Bounding box annotation entries:
= = = = = = =
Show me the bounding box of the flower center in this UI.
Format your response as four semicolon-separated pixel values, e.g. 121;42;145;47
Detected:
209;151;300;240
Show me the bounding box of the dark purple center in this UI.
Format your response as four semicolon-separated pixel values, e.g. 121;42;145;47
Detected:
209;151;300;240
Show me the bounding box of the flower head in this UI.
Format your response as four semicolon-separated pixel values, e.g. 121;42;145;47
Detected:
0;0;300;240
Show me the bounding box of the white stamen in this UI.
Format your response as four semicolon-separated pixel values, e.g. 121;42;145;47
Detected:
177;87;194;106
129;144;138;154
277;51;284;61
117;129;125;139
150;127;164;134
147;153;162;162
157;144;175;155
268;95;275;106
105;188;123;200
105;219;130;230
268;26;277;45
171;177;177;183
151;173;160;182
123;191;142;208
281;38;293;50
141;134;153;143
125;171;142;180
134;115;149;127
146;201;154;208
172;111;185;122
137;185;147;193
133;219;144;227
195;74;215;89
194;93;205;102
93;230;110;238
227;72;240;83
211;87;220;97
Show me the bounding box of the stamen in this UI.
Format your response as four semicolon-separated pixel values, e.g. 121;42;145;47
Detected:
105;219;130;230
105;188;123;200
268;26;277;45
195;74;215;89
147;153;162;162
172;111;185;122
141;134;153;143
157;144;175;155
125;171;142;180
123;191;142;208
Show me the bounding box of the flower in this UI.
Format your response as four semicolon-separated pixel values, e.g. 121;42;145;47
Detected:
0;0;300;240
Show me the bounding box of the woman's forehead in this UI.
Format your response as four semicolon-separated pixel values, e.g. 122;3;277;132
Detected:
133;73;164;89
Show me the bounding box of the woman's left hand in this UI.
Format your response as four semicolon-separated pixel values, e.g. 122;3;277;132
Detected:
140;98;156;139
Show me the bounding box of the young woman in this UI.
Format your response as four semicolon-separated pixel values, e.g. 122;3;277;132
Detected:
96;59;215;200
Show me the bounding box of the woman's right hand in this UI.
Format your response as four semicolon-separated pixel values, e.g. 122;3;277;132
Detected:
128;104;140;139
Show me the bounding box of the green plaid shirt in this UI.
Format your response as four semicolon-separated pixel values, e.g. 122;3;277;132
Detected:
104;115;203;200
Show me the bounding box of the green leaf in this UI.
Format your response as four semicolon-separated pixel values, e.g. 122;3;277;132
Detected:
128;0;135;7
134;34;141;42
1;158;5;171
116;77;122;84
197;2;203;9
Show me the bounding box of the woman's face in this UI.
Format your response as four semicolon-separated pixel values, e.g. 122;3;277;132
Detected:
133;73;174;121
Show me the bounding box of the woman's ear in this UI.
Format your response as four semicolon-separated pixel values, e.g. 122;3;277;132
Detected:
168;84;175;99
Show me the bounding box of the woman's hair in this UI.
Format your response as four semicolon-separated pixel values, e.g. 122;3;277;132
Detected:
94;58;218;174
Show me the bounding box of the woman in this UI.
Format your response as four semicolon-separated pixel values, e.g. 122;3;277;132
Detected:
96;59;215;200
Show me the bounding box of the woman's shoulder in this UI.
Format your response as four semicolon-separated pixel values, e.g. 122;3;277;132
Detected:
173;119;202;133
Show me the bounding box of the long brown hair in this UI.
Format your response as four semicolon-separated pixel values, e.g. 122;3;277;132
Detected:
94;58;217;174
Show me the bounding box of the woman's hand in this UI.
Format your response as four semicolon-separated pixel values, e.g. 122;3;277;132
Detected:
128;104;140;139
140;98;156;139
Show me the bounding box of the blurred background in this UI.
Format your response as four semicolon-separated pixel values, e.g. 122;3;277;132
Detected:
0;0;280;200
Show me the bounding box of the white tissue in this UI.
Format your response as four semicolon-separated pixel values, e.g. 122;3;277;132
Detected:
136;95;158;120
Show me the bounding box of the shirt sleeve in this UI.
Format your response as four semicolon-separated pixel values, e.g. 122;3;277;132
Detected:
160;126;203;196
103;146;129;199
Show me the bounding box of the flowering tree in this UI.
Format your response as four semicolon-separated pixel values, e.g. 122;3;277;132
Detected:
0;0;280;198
= = = = = = =
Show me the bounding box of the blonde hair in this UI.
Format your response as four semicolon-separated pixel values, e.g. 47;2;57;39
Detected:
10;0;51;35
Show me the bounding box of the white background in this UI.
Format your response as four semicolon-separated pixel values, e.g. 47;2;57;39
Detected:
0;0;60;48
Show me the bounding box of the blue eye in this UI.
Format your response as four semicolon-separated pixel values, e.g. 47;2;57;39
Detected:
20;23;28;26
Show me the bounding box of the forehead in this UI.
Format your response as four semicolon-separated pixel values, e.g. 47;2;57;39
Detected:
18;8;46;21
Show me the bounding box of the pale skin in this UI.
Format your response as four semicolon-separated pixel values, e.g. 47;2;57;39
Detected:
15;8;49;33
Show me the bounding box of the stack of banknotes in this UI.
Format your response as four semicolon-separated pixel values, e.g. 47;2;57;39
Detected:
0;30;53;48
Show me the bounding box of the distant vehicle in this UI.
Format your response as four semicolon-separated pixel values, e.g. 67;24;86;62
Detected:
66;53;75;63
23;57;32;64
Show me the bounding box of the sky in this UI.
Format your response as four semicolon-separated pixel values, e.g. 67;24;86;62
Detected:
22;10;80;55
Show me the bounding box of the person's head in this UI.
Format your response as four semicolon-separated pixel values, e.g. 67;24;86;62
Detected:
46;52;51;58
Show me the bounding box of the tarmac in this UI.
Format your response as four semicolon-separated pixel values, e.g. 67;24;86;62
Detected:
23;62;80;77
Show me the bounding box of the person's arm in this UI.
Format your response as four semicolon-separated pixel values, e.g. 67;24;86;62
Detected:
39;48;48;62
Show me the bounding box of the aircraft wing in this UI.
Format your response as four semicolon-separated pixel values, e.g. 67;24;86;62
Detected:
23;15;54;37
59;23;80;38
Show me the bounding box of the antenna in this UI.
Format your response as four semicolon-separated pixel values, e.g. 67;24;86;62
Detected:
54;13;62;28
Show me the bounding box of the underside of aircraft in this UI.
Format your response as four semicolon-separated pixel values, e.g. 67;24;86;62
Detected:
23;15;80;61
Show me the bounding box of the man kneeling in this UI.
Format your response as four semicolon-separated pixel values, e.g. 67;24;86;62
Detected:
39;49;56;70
= = = = = = =
## WHAT IS ASKED
Shift every coordinate in the answers up by 34, then write out everything from the line containing "Show me the bounding box of the sky" down to the line containing "22;10;80;55", requests included.

## RESULT
Show me the bounding box of the sky in this UI.
Format your response as four semicolon-separated pixel values, e.g. 67;24;86;62
Detected:
56;44;114;89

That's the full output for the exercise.